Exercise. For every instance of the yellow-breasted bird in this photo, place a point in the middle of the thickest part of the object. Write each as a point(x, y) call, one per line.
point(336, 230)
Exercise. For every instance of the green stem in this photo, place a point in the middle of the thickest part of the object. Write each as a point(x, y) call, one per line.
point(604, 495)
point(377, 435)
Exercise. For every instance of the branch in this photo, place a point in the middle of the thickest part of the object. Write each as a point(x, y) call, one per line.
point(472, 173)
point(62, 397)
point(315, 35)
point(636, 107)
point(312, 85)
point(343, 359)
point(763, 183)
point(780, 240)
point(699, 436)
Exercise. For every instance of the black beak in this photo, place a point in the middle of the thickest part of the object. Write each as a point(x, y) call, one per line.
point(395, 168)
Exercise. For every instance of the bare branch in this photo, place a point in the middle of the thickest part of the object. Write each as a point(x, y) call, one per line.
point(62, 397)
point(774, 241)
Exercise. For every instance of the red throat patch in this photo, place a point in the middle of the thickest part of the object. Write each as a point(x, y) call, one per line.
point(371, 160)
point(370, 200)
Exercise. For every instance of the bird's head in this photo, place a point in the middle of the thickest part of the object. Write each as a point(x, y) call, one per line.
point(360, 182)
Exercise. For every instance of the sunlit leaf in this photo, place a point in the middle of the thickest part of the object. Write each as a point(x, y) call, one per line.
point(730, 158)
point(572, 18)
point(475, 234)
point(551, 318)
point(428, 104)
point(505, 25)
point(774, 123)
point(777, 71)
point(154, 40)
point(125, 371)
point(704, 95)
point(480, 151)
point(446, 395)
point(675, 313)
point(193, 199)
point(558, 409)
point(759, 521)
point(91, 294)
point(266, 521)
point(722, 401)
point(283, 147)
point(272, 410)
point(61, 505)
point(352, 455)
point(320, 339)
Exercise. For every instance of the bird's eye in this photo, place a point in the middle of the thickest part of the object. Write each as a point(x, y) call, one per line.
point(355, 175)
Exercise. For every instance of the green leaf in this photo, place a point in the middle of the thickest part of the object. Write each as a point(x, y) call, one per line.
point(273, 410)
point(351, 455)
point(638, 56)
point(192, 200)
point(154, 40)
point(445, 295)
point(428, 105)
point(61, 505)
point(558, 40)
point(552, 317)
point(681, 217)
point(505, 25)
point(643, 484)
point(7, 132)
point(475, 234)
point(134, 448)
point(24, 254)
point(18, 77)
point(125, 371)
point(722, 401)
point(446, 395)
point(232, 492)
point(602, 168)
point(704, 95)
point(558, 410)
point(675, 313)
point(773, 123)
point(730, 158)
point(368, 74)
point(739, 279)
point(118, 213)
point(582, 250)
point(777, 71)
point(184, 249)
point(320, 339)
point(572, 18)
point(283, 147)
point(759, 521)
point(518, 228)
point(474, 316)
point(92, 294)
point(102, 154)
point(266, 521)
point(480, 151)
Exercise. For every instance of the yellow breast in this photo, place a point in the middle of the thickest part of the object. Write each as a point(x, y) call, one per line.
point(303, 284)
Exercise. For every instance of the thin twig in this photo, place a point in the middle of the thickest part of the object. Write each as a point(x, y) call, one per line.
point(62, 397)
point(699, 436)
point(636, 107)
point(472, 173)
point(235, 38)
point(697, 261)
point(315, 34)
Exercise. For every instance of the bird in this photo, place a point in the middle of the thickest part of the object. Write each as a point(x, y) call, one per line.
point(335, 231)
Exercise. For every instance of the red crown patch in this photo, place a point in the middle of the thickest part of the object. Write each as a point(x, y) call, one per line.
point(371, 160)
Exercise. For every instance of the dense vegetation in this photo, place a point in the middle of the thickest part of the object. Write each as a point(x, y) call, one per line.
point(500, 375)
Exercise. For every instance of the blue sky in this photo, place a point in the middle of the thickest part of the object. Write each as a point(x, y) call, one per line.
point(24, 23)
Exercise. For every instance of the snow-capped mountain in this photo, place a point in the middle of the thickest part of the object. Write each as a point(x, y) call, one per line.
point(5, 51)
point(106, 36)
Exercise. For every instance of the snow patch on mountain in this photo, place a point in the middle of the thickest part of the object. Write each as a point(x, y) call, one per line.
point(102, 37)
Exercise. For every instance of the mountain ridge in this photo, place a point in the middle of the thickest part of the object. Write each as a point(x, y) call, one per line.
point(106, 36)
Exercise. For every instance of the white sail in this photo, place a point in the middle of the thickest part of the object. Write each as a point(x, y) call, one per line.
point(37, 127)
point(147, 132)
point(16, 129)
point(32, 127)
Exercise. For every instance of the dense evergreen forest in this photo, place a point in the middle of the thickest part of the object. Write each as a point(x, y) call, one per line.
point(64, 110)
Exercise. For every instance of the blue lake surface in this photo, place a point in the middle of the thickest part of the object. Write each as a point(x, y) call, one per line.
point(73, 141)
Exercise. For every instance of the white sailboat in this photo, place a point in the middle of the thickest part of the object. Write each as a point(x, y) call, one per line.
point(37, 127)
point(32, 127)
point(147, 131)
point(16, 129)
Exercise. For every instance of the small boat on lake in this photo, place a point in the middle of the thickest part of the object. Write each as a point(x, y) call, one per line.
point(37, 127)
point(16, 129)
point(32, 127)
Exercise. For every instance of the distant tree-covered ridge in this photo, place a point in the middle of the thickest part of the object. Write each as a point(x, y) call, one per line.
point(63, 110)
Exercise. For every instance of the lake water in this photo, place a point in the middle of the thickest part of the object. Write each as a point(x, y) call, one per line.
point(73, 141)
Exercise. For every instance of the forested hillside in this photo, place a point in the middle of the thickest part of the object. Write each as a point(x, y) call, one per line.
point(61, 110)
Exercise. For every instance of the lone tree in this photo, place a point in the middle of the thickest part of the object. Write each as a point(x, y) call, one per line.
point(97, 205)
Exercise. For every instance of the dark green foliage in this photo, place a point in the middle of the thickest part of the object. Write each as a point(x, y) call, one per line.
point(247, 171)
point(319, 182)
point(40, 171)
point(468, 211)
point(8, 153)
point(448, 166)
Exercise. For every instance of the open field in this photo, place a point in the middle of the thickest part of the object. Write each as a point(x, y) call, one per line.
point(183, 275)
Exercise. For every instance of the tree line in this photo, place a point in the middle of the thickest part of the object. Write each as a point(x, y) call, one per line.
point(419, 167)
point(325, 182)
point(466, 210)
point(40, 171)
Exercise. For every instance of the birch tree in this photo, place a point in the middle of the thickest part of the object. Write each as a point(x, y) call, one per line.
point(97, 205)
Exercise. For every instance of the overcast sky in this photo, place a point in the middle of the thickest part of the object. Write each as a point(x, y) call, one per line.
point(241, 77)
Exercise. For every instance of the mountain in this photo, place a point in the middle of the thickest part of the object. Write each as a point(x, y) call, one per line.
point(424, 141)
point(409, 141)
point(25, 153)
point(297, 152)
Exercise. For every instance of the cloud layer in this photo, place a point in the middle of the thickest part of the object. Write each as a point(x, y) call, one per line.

────────────────────

Description of the task »
What you return must match the data word for word.

Task solution »
Exercise. For every instance of the yellow-breasted bird in this photo, place a point in the middle of the thickest part of the object. Write each as a point(x, y) call, one per line.
point(336, 230)
Exercise. For every instance of the green stem in this photo, place a point in the middle of the thickest part of the object. Write each as a point(x, y) call, one per line.
point(604, 495)
point(377, 435)
Exercise. For every instance of the branch in this photo, place a point in the middle of the thickest part of the object. Write each as a point(x, y) call, one per line.
point(472, 173)
point(62, 397)
point(315, 35)
point(636, 107)
point(312, 85)
point(343, 359)
point(763, 183)
point(780, 240)
point(699, 436)
Exercise. For every instance of the black beak in this photo, place a point in the middle of the thickest part of the object. Write each as a point(x, y) call, one per line.
point(395, 168)
Exercise. For every instance of the bare branch in this photo, place a point in the middle of the thickest part of the object. Write each as a point(x, y) call, one per line.
point(62, 397)
point(774, 241)
Exercise. For every instance of the red throat patch in this photo, place a point in the middle of the thickest part of the object. Write each as a point(x, y) call, one per line.
point(371, 160)
point(370, 200)
Exercise. For every instance of the bird's head in this photo, place a point in the middle of the thickest part of the object. Write each as a point(x, y) call, one per line.
point(360, 182)
Exercise. For every instance of the sunlit leaf in this photo, place a point in the middle of the thickest part of the object. Write each as a point(x, y) call, one per line.
point(730, 158)
point(572, 18)
point(475, 234)
point(551, 318)
point(428, 104)
point(505, 25)
point(774, 123)
point(777, 71)
point(154, 40)
point(125, 371)
point(704, 95)
point(480, 151)
point(446, 395)
point(675, 313)
point(193, 199)
point(558, 409)
point(759, 521)
point(91, 294)
point(266, 521)
point(722, 401)
point(283, 147)
point(272, 410)
point(61, 505)
point(352, 455)
point(320, 339)
Exercise. For every instance of the bird's eye in this photo, place a point in the middle of the thickest part of the object. Write each as a point(x, y) call, one per line.
point(355, 175)
Exercise. For every instance of the green leaf in this photo, place a point in the middle of the thickest part of the object. Write each as a point(x, y) call, one per line.
point(273, 410)
point(351, 455)
point(638, 56)
point(192, 200)
point(154, 40)
point(445, 295)
point(428, 105)
point(61, 505)
point(558, 40)
point(552, 317)
point(681, 217)
point(505, 25)
point(643, 484)
point(7, 132)
point(475, 234)
point(134, 448)
point(24, 254)
point(18, 77)
point(125, 371)
point(722, 401)
point(446, 395)
point(232, 492)
point(602, 168)
point(704, 95)
point(558, 410)
point(675, 313)
point(773, 123)
point(730, 158)
point(368, 74)
point(739, 279)
point(118, 213)
point(582, 250)
point(777, 71)
point(184, 249)
point(320, 339)
point(572, 18)
point(283, 147)
point(759, 521)
point(518, 228)
point(474, 316)
point(92, 294)
point(102, 154)
point(266, 521)
point(480, 151)
Exercise. For every instance of the yellow breast in this photo, place a point in the middle of the thickest part of the object. Write each as a point(x, y) call, one per line.
point(303, 284)
Exercise. For every instance of the thin twig in this photo, place a point in the middle of the thickest part of the object. Write each as a point(x, y) call, one per line.
point(62, 397)
point(699, 436)
point(636, 107)
point(472, 173)
point(235, 38)
point(697, 261)
point(315, 34)
Exercise. For every instance of the bird in this photo, place a point in the middle of the thickest part of the object. Write each as a point(x, y) call, one per line.
point(335, 231)
Exercise. For every instance of the red crown patch in this photo, place a point in the middle of the thickest part of the object. Write each as a point(x, y) call, one per line.
point(371, 160)
Exercise. For every instance of the dense vegetation in this photo, place a point in the middle of the thickest part of the object. Write each as a point(x, y) call, one per line.
point(500, 375)
Exercise. For every instance of the blue sky in this photo, place a point in the middle of the thickest part of the object. Write each as a point(x, y) call, one per line.
point(24, 23)
Exercise. For every instance of the snow-capped mountain in this photo, place a point in the middle of the thickest part of the object. Write each as a point(x, y) call, one per line.
point(5, 51)
point(106, 36)
Exercise. For every instance of the snow patch on mountain in this photo, place a point in the middle of the thickest part of the object. Write each as a point(x, y) call, one per line.
point(102, 37)
Exercise. For every instance of the mountain ridge in this photo, place a point in the middle of the thickest part of the object. Write each as a point(x, y) call, one per line.
point(106, 36)
Exercise. For every instance of the white sail in this photo, place a point in the middle of the thickest part of the object. Write each as a point(x, y) call, one per line.
point(37, 127)
point(147, 132)
point(16, 129)
point(32, 127)
Exercise. For every instance of the dense evergreen forest in this photo, place a point in the middle of the thickest part of the object. Write each as a point(x, y) call, one per line.
point(64, 110)
Exercise. For every instance of the blue lake surface in this photo, place a point in the middle of the thickest part of the object. Write each as a point(x, y) call, one per line.
point(73, 141)
Exercise. For every instance of the white sailboat in this photo, place a point in the middle of the thickest part of the object. Write each as a point(x, y) call, one per line.
point(37, 127)
point(32, 127)
point(147, 131)
point(16, 129)
Exercise. For every instance of the small boat on lake in this photo, place a point in the middle of the thickest part of the object. Write each as a point(x, y) call, one per line.
point(37, 127)
point(16, 129)
point(32, 127)
Exercise. For every instance of the distant tree-covered ridge in this photo, place a point in the middle of the thickest part of the object. Write each as a point(x, y) call, one per line.
point(63, 110)
Exercise. For every instance of the lake water in this photo, place a point in the middle of the thickest part of the object. Write each as a point(x, y) call, one per line.
point(73, 141)
Exercise. For every instance of the forested hillside in this photo, place a point in the middle of the thickest part of the object. Write each as a point(x, y) call, one per line.
point(61, 110)
Exercise. For every instance of the lone tree in this photo, place a point in the middle of the thickest part of the object. Write each as a point(x, y) call, one per line.
point(97, 205)
Exercise. For every instance of the dark green foliage in this photo, place a point in the middle of the thickest part of the object. Write each as a point(x, y) call, one per line.
point(247, 171)
point(319, 182)
point(40, 171)
point(468, 211)
point(8, 153)
point(448, 166)
Exercise. For every instance of the open field in this photo, place a point in the middle of the thickest part of the object. Write each as a point(x, y) call, one per line.
point(183, 275)
Exercise. For every instance of the tree line in this photo, place a point in the middle of the thickest part of the object. Write each as a point(x, y) call, one per line.
point(419, 167)
point(325, 182)
point(466, 210)
point(40, 171)
Exercise. For every instance of the birch tree in this photo, place a point in the middle of the thickest part of the object. Write each as a point(x, y) call, one per line.
point(97, 205)
Exercise. For every instance of the overcast sky in this photo, place a point in the middle of the thickest part of the object. Write each as a point(x, y) call, one per line.
point(241, 77)
Exercise. For every instance of the mountain in this photo, place a point in the middle of the thickest part of the object. Write each as a point(x, y) call, one per line.
point(424, 141)
point(409, 141)
point(25, 153)
point(297, 152)
Exercise. For every instance of the cloud layer in this photo, place a point in the middle of the thickest part of the object. Write each as a point(x, y) call, one per line.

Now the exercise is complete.